* RECORDS FOR THIS TASK:
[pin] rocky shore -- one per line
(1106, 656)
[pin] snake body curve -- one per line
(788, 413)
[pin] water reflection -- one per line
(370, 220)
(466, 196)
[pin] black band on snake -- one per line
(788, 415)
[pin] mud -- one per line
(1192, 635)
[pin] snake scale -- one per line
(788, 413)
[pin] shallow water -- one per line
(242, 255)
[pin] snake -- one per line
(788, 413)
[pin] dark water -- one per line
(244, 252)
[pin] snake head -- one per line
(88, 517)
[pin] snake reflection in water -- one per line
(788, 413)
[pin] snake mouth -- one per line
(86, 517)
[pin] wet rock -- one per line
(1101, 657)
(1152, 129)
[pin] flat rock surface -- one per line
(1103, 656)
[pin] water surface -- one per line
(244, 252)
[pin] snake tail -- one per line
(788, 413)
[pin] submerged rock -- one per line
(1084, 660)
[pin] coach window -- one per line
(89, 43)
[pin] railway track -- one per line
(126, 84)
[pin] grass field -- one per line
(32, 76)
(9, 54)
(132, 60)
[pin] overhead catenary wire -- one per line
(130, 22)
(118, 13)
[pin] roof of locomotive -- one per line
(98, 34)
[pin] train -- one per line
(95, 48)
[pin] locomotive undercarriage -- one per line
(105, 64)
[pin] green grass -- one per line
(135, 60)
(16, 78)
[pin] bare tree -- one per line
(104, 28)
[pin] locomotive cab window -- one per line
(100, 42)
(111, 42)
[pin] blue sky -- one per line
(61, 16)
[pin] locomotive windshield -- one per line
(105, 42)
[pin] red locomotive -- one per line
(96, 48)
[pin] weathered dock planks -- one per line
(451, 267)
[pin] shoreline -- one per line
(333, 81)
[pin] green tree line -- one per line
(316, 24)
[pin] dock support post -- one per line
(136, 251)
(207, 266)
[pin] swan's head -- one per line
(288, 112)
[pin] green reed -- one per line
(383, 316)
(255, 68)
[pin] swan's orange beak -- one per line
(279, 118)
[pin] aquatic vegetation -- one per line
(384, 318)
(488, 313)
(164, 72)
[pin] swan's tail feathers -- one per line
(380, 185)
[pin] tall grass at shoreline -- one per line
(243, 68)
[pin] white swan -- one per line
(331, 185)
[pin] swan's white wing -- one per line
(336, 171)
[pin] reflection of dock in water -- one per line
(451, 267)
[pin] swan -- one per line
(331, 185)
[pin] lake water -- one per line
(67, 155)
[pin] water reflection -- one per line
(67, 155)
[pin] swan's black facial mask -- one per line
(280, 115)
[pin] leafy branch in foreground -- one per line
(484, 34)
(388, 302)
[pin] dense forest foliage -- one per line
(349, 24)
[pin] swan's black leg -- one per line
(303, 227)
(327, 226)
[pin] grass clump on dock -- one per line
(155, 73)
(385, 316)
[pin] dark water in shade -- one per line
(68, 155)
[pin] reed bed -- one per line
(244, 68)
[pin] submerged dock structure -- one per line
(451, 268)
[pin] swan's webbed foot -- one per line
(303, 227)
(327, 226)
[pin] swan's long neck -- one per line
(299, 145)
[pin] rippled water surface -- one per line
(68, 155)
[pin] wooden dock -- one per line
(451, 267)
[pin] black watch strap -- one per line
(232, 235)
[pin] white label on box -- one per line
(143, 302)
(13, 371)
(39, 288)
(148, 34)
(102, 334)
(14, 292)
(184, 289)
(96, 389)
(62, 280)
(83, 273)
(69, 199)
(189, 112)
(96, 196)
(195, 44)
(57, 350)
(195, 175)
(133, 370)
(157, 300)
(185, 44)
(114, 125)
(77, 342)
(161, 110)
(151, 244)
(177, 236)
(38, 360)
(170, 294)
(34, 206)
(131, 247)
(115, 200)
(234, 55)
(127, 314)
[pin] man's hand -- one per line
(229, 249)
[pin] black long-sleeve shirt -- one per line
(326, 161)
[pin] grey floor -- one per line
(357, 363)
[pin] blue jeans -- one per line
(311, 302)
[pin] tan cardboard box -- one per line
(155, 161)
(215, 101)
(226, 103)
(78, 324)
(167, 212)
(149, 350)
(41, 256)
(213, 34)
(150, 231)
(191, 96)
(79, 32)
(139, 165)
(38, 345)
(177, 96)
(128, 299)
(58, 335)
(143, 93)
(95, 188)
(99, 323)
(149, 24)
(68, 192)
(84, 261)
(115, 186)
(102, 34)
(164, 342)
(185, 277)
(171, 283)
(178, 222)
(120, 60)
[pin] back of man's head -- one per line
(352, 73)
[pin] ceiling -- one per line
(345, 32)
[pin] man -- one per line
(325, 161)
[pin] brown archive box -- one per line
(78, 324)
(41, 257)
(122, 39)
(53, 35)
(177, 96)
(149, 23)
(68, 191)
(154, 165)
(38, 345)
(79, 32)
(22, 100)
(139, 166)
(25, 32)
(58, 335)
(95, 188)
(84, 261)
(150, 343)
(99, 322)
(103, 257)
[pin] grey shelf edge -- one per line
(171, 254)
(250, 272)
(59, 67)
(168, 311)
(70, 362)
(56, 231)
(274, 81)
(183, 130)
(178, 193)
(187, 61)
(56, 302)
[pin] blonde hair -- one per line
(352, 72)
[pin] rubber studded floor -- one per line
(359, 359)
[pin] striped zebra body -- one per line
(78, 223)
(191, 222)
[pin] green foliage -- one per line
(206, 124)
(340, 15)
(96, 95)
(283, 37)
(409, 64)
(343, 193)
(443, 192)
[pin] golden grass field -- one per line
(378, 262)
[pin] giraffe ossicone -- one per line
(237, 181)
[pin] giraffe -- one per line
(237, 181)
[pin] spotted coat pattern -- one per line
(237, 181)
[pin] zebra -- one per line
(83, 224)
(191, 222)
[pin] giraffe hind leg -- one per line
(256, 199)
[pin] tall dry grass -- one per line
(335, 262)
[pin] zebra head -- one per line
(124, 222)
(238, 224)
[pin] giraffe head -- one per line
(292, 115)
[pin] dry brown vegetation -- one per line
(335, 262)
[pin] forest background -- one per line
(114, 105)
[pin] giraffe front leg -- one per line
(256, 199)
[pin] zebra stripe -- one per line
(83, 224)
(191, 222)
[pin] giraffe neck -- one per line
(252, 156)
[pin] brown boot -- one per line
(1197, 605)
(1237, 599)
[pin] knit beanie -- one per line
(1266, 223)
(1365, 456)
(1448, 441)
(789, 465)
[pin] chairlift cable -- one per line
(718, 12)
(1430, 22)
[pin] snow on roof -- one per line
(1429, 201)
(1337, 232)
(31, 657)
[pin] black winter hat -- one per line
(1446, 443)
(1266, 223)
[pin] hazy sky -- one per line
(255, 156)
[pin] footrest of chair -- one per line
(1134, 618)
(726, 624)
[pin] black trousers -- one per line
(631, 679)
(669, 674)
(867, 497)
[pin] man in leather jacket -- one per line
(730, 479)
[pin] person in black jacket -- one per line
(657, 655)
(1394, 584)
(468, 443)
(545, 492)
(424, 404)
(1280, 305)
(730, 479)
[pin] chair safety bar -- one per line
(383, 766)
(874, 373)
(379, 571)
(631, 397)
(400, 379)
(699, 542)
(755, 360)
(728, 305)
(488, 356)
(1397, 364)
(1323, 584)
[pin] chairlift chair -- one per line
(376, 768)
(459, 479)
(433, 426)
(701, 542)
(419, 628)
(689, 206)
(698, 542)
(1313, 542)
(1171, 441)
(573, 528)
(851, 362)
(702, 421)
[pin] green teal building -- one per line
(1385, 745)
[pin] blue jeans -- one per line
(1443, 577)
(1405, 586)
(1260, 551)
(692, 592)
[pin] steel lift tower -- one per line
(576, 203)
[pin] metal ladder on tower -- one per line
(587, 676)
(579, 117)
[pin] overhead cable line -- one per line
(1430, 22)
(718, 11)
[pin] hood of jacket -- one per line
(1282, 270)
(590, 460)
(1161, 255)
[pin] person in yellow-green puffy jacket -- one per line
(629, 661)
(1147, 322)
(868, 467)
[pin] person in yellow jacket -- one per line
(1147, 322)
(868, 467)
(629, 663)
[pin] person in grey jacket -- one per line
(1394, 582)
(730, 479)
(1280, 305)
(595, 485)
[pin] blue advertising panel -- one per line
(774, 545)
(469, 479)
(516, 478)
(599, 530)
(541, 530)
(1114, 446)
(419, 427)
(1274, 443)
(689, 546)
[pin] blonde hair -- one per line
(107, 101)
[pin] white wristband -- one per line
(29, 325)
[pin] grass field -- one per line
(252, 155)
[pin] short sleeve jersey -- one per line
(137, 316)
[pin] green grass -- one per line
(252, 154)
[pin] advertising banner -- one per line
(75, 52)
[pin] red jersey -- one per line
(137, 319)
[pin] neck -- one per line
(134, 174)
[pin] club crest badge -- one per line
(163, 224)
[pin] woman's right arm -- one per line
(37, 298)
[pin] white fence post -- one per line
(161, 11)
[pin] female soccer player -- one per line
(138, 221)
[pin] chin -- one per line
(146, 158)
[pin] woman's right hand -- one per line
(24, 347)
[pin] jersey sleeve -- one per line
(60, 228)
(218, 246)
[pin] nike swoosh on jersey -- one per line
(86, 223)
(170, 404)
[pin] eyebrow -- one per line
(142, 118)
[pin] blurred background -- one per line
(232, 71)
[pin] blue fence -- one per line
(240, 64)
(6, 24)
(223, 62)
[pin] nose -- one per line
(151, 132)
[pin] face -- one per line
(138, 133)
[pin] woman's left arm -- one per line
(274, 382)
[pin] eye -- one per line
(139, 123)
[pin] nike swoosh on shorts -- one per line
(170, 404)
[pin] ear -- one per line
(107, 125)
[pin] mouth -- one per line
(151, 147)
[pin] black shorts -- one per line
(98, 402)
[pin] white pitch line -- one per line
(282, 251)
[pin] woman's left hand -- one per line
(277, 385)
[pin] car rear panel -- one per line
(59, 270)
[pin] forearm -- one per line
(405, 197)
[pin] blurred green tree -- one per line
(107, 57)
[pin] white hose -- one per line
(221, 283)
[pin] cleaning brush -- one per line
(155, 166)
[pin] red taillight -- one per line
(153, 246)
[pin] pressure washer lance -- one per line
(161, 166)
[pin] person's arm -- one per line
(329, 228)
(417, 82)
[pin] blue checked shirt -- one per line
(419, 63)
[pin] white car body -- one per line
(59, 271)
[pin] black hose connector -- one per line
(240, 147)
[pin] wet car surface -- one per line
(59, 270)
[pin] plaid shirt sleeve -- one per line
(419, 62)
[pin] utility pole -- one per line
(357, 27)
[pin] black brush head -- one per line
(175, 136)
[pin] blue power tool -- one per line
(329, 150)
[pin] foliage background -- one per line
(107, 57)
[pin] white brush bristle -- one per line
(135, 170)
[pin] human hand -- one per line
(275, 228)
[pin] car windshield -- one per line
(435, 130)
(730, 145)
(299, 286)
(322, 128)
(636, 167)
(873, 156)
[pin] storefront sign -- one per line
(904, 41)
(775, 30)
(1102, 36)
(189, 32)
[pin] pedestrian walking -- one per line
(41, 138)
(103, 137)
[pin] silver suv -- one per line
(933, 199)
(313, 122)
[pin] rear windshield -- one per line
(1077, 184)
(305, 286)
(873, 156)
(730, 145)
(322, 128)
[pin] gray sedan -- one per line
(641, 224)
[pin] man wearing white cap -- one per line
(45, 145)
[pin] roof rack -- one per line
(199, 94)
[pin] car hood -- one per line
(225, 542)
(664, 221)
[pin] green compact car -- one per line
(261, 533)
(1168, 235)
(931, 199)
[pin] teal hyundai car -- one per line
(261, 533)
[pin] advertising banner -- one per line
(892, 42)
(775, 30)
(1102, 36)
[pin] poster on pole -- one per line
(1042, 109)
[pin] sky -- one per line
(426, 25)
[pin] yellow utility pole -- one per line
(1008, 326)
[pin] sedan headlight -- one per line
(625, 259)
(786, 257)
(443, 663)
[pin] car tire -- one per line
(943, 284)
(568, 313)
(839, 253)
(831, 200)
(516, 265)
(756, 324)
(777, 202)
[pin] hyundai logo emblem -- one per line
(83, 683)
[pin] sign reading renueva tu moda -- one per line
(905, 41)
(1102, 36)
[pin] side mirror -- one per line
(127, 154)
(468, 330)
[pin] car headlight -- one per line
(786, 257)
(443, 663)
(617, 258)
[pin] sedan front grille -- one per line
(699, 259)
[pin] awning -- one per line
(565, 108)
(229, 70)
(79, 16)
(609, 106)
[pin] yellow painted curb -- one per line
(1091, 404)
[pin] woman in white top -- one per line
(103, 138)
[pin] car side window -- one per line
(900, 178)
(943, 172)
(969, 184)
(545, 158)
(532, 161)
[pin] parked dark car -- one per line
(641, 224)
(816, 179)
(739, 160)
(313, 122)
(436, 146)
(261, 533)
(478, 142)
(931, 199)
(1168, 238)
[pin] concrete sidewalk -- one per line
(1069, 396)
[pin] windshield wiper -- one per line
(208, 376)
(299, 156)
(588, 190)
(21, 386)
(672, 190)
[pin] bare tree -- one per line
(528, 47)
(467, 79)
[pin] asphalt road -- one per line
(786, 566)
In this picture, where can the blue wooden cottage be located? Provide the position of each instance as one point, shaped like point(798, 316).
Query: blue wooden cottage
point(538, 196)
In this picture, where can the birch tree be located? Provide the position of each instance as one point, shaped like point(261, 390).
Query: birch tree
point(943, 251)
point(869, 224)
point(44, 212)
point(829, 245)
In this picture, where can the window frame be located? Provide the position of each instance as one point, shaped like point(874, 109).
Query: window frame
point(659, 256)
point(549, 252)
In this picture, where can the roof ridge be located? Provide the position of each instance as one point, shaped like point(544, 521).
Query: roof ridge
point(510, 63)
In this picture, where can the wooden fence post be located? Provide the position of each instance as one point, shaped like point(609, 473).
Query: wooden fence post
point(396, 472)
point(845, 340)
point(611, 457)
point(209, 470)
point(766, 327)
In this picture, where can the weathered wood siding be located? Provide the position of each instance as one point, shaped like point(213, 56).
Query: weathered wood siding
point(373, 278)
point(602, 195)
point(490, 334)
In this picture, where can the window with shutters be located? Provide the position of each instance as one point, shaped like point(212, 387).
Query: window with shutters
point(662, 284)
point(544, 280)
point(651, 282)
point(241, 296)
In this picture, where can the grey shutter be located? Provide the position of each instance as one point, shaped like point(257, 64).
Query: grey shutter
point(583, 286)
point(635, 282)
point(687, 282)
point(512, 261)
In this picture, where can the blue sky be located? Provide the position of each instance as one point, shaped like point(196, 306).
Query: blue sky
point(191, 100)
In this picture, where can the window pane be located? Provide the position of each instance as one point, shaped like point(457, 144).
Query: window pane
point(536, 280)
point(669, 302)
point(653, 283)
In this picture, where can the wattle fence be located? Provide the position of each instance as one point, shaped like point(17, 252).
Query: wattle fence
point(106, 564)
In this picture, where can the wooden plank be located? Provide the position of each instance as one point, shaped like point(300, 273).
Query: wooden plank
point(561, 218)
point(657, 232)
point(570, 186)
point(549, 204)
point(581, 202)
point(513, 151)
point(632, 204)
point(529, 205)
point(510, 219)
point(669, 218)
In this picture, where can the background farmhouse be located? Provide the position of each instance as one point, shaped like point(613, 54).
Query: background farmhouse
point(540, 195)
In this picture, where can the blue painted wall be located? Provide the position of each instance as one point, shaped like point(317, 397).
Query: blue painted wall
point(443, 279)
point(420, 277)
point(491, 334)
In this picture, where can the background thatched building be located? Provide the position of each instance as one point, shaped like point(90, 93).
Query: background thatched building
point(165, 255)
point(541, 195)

* AIM OF THE EXERCISE:
Print the lines of the records above without any change, beginning with the line that contains "[pin] car side window -- one per line" and continuing through the line that contains "point(510, 63)".

* RESULT:
[pin] car side window -- one per line
(900, 178)
(943, 172)
(969, 184)
(545, 158)
(532, 161)
[pin] parked dark car -- one per line
(641, 224)
(816, 179)
(739, 160)
(313, 122)
(436, 146)
(261, 533)
(478, 142)
(931, 199)
(1168, 238)
[pin] concrete sidewalk -- one per line
(1069, 396)
[pin] windshield wiper -- one per line
(208, 376)
(299, 156)
(588, 190)
(21, 386)
(672, 190)
[pin] bare tree -- one per line
(528, 47)
(467, 79)
[pin] asphalt road -- one per line
(786, 566)
In this picture, where can the blue wooden cottage be located? Provide the position of each instance as one point, shaped like point(798, 316).
Query: blue wooden cottage
point(538, 196)
In this picture, where can the birch tree be located? Provide the position of each instance as one point, shaped like point(261, 390).
Query: birch tree
point(943, 251)
point(869, 224)
point(44, 212)
point(829, 245)
In this picture, where can the window frame be located? Provide the position of each instance as one point, shaped like point(874, 109).
Query: window frame
point(659, 256)
point(549, 252)
In this picture, where can the roof ridge be located? Provide the position of each instance as one point, shaped like point(544, 521).
Query: roof ridge
point(510, 63)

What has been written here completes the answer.